## Goal
Can you rewrite all of the lines below as a two-column CSV with the columns "instruction" and "coordinates", one row for each guideline line paired with the point list that follows it, every value in its own double-quoted field and any line breaks turned into spaces?

Begin Given records

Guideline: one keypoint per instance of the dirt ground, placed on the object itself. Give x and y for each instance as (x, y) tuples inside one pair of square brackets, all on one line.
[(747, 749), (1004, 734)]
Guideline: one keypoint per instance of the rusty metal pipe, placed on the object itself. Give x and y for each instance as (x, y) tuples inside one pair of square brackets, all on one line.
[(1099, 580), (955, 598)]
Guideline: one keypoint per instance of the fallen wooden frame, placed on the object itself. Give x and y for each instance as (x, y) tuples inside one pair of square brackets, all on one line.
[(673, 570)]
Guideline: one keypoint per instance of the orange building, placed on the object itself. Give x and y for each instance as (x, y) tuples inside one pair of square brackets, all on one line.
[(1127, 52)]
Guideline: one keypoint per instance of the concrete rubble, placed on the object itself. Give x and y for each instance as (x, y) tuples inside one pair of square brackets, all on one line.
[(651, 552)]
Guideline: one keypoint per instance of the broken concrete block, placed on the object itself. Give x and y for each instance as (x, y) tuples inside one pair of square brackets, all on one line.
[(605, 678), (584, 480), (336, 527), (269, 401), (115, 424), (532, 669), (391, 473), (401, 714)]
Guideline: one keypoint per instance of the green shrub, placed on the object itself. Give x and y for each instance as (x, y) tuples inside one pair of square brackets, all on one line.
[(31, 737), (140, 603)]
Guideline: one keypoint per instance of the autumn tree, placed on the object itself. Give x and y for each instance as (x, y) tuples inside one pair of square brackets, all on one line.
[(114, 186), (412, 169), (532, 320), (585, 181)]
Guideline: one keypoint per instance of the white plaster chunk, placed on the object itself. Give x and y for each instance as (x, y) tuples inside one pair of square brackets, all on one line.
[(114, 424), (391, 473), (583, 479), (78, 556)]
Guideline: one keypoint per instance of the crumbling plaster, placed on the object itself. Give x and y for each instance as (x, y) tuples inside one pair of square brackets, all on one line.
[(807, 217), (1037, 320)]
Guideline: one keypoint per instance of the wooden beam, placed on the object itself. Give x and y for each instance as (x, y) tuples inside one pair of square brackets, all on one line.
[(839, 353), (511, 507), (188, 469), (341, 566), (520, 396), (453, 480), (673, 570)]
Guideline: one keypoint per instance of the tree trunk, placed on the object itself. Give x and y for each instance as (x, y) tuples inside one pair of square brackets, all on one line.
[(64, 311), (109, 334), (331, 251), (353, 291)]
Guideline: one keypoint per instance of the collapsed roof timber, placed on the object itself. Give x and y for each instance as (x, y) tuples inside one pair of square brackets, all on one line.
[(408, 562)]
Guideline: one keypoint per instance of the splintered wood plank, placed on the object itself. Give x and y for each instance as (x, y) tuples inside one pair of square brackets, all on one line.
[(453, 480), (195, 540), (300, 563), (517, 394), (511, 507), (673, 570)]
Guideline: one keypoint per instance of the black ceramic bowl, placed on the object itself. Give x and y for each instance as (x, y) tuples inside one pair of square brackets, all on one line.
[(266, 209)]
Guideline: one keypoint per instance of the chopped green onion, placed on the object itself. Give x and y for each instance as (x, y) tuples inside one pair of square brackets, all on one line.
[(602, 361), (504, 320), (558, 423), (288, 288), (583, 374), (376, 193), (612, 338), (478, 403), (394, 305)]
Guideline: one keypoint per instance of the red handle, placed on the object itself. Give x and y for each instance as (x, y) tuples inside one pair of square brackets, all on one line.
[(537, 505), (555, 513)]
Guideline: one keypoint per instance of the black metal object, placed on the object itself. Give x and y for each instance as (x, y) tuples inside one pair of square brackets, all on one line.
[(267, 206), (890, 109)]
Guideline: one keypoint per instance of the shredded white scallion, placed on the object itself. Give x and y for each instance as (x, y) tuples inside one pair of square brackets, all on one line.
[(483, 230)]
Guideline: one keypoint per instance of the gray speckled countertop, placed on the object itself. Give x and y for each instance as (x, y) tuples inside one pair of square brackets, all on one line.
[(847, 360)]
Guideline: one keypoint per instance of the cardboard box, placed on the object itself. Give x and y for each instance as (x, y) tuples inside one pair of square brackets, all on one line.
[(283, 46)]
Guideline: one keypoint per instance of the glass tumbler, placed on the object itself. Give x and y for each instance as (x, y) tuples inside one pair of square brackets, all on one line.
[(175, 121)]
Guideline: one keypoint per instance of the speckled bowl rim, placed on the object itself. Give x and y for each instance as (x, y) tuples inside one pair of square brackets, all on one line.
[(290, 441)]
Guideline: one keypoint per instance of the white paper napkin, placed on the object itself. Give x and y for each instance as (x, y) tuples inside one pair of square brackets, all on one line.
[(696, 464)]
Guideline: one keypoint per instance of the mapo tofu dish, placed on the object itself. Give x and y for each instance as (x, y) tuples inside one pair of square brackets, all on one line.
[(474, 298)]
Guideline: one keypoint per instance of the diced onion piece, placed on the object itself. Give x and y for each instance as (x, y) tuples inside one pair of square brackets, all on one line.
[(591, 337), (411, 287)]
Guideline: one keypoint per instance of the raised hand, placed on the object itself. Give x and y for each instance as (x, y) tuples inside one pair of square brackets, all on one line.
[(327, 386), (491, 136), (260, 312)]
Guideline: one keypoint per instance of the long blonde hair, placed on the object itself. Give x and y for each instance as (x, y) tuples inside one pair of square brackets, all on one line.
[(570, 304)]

End Given records

## The solution
instruction,coordinates
"Guideline: one keypoint per instance of the dirt ground, placed on the object itself. Give x and y for each instance as (x, y) tuples inside one pair of square brackets, all on one line.","[(747, 749), (1004, 734)]"
"Guideline: one keypoint per instance of the rusty metal pipe, placed on the object itself. Give x and y for each instance as (x, y) tuples inside one pair of square brackets, all on one line.","[(1099, 580), (955, 598)]"
"Guideline: one keypoint per instance of the fallen wooden frame, placed on the object itself. Give x and y for each instance as (x, y) tuples inside one pair of square brackets, all on one line.","[(673, 570)]"
"Guideline: one keypoint per instance of the orange building, placed on the object itself. Give x and y for each instance as (x, y) tuples inside one pair of square brackets, all on one line.","[(1127, 52)]"
"Guideline: one keypoint per instance of the concrete rubble, placed on the object itself. Give x and y for each instance as (x, y) tuples inside one pair of square brackets, all on one line.","[(651, 552)]"
"Guideline: one keypoint per instance of the broken concrete block, placed on the object itself. Give x and y for each instance as (x, y) tuples inside one pair of square brackets, all on one line.","[(605, 678), (584, 480), (336, 527), (269, 401), (115, 424), (532, 669), (391, 473), (401, 714)]"
"Guideline: one keypoint per instance of the green shrub, placed on the object itself. Give x and y for each instance as (x, y) tuples inside one pair of square brackets, all on one line.","[(31, 737), (140, 603)]"
"Guideline: one keypoint per instance of the autumn tree, placed on the object itself. Give x and y for each instance as (x, y) tuples inside one pair of square brackets, all on one line.","[(114, 186), (412, 169), (532, 320), (585, 181)]"
"Guideline: one keypoint per instance of the white plaster chunk, placed on the object itself. Give x and y for each instance as (x, y) tuples inside one pair of square brackets, all on one line.","[(114, 424), (391, 473), (583, 479), (78, 556)]"
"Guideline: one keypoint per instance of the crumbling plaster, placed on the object itself. Give x and y for each instance as (x, y) tuples inside one pair of square brackets, all on one line.","[(807, 217), (1037, 320)]"
"Guideline: one keypoint per instance of the wooden beam, placed on the object itself. Give x and y for each instance as (x, y) tuples inside one pair of square brackets, all on one line.","[(839, 353), (511, 507), (188, 469), (341, 566), (520, 396), (453, 480), (673, 570)]"
"Guideline: one keypoint per instance of the tree trunk, placed on the object itself. Give x and y for each instance as (x, y) tuples inside one pair of square brackets, all on one line.","[(64, 311), (109, 334), (331, 251), (353, 291)]"
"Guideline: one keypoint per instance of the collapsed roof timber, placed on the object itself. Give x and y for each instance as (x, y) tuples inside one pair of square brackets, all on one line.","[(408, 562)]"
"Guideline: one keypoint per instance of the splintered wood plank, placed on the object itself. Give x and y for each instance as (x, y) tuples inside one pair of square brackets, all on one line.","[(453, 480), (195, 540), (300, 563), (517, 394), (511, 507), (673, 570)]"
"Guideline: one keypoint per instance of the black ceramic bowl, placed on the object itself. Give x and y for each instance as (x, y) tuples inside one pair of square brackets, all on one line.","[(266, 209)]"
"Guideline: one keypoint per instance of the chopped green onion, placed on the object itself. Give x and y for each instance as (x, y) tuples inside one pair of square brackets, all on one line.","[(602, 361), (504, 320), (558, 423), (288, 288), (583, 374), (376, 193), (612, 338), (478, 403), (394, 305)]"
"Guideline: one keypoint per instance of the red handle, placed on the object itself. Give x and y for each instance as (x, y) tuples inside one pair of square brackets, all on one line.","[(537, 505), (555, 513)]"
"Guideline: one keypoint per instance of the black metal object, placed on the object itself. Give x and y for each instance as (x, y) tuples inside one pair of square brackets, all on one line.","[(267, 206), (890, 109)]"
"Guideline: one keypoint per instance of the shredded white scallion, placed on the object itself. Give x and y for each instance as (x, y) tuples inside one pair of square brackets, all on one line.","[(483, 230)]"
"Guideline: one keypoint per instance of the gray speckled countertop, placed on the object itself. Give x and y for each instance as (x, y) tuples inside one pair of square brackets, all on one line.","[(847, 360)]"
"Guideline: one keypoint per instance of the cardboard box, placed on the object itself. Give x and y for each instance as (x, y) tuples inside one pair of square brackets, all on one line.","[(283, 46)]"
"Guideline: one keypoint per instance of the glass tumbler, placed on the object itself. Give x and y for each instance as (x, y) tuples inside one pair of square brackets, all on one line.","[(175, 121)]"
"Guideline: one keypoint per instance of the speckled bowl rim, placed on the object itself. Give x and y for each instance as (x, y) tuples inside one pair of square brackets, all on one line.","[(290, 441)]"
"Guideline: one keypoint per instance of the white paper napkin, placed on the object itself. Give x and y for each instance as (x, y) tuples inside one pair of square brackets, all on one line.","[(696, 464)]"
"Guideline: one keypoint per instance of the mapo tofu dish, placed on the object itself. Give x and y for each instance as (x, y) tuples inside one pair of square brackets, all on one line.","[(474, 298)]"
"Guideline: one keypoint per instance of the diced onion piece, placed on the object itself. Give x and y for each instance as (x, y) tuples inside one pair of square brackets, all on one line.","[(591, 337), (411, 287)]"
"Guideline: one keypoint per instance of the raised hand, placed on the object itself. Give x and y for each instance as (x, y) tuples inside one pair of square brackets, all on one line.","[(327, 386), (491, 136), (260, 312)]"
"Guideline: one keypoint per instance of the long blonde hair, placed on the object itself. Give x and y for each instance as (x, y) tuples inside one pair of square brackets, all on one line.","[(570, 304)]"